# Start of Text excerpt

The poll shows that the Egyptian army, which refused orders to fire on public demonstrators during the country's popular uprising, remains "extremely popular" with 90 percent of Egyptian respondents expressing a favorable view. Egypt's various secular parties also did well, garning 25 precent of respondents' votes, while Islamist parties gained 19 percent. The best-known political parties, the New Wafd Party and the Muslim Brotherhood, received respectively 40 percent and 31 percent favorability ratings.  The Brotherhood's unfavorability rating, at 29 percent, was 10 points higher.

"The military right now is riding a wave of popularity because it is seen as playing two key roles [in Egypt's popular revolution]," Craig Charney, the pollster, told Turtle Bay. "It delivered the coup de grace to Mubarak and did it in a way that maintained a substantial degree of stability."

Charney said that the findings also demonstrated that fears of a religious take over by Islamists are overblown. "The much feared green-tide just isn't there, with the Muslim Brotherhood receiving 12 percent while the Salafists for all their sound and fury came away with only 4 percent," Charney said.

# End of Text excerpt
# Start of Given data

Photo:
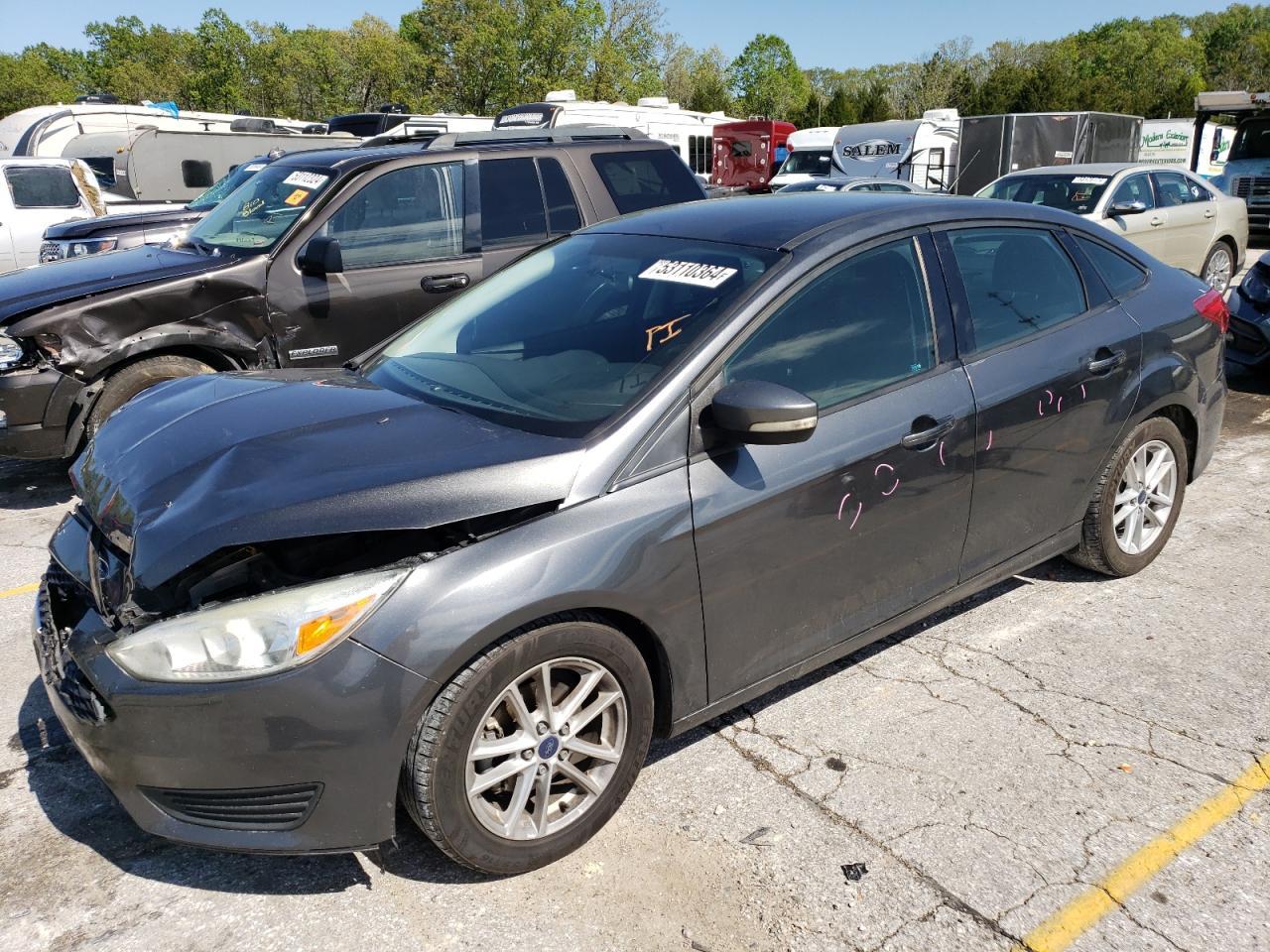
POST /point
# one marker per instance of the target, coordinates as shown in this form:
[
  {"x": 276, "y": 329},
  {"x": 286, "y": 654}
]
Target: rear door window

# End of Given data

_Job A_: From the excerpt on the Egyptian poll, output a verbatim copy of the passage that begins at the words "The poll shows" and stops after "10 points higher.".
_Job B_: According to the excerpt on the Egyptian poll, what percentage of Egyptian respondents expressed a favorable view of the army?

_Written reply A_:
The poll shows that the Egyptian army, which refused orders to fire on public demonstrators during the country's popular uprising, remains "extremely popular" with 90 percent of Egyptian respondents expressing a favorable view. Egypt's various secular parties also did well, garning 25 precent of respondents' votes, while Islamist parties gained 19 percent. The best-known political parties, the New Wafd Party and the Muslim Brotherhood, received respectively 40 percent and 31 percent favorability ratings.  The Brotherhood's unfavorability rating, at 29 percent, was 10 points higher.

_Written reply B_: 90 percent